───── Material

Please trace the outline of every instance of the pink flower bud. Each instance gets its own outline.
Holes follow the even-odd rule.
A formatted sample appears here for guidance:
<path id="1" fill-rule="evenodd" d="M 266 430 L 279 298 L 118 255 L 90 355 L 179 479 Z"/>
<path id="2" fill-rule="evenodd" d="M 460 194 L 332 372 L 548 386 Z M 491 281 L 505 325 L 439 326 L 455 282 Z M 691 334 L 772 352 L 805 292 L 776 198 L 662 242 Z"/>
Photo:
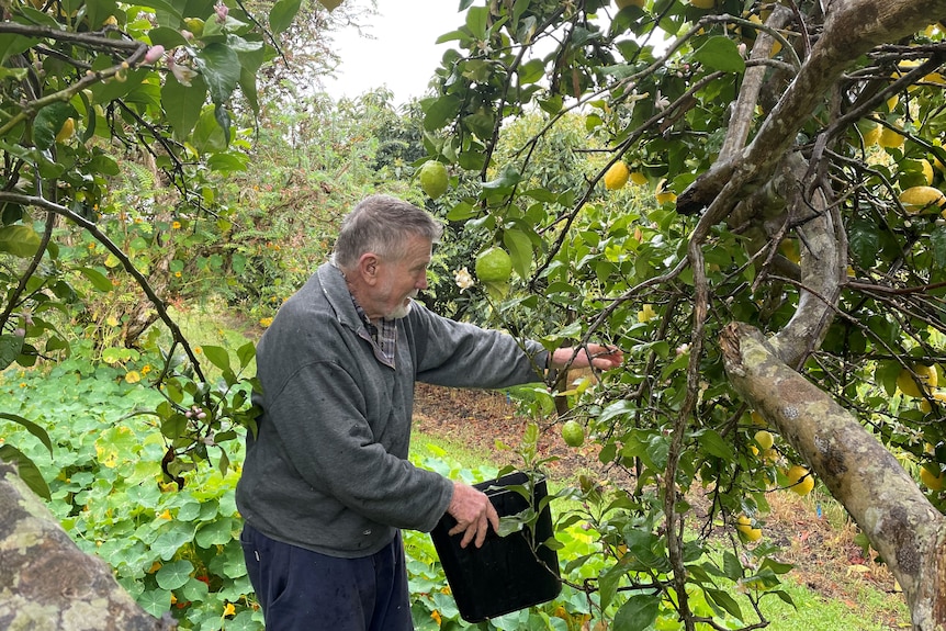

──────────

*Aim:* Reproduce the data above line for line and word for word, leaving out the picture.

*Result below:*
Please trace the outline of every instance of the pink flower bud. Each instance gets its own outline.
Holes follow the even-odd rule.
A formatted sample appears here for guidance:
<path id="1" fill-rule="evenodd" d="M 266 430 L 279 298 L 118 255 L 90 355 L 179 479 Z"/>
<path id="2" fill-rule="evenodd" d="M 460 194 L 332 372 L 548 386 Z M 491 281 L 505 325 L 439 326 L 455 282 Z M 691 334 L 772 352 L 805 292 L 776 198 L 662 242 Z"/>
Photo:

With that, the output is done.